Input material:
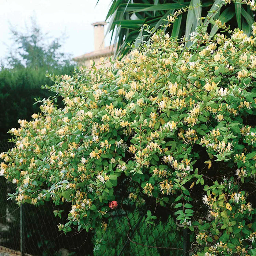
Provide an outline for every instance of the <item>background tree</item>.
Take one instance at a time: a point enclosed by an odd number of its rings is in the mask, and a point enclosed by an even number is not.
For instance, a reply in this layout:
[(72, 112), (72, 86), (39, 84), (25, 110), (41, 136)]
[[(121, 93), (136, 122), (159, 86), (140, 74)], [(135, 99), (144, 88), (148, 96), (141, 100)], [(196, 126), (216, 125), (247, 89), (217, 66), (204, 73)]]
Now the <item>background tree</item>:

Task to carry out: Copy the lines starting at the beginning of the records and ending at the line that contains "[(72, 112), (72, 86), (39, 84), (25, 110), (41, 136)]", including both, and leave the pictures out of your answer.

Solved problem:
Provide an outline for every instance of the <item>background tree</item>.
Take one instance at a time: a point enclosed by an odd number of its rings is in the mask, and a point enclosed by an even number is not.
For instance, a reply in this layout:
[(72, 112), (72, 86), (39, 84), (25, 110), (41, 136)]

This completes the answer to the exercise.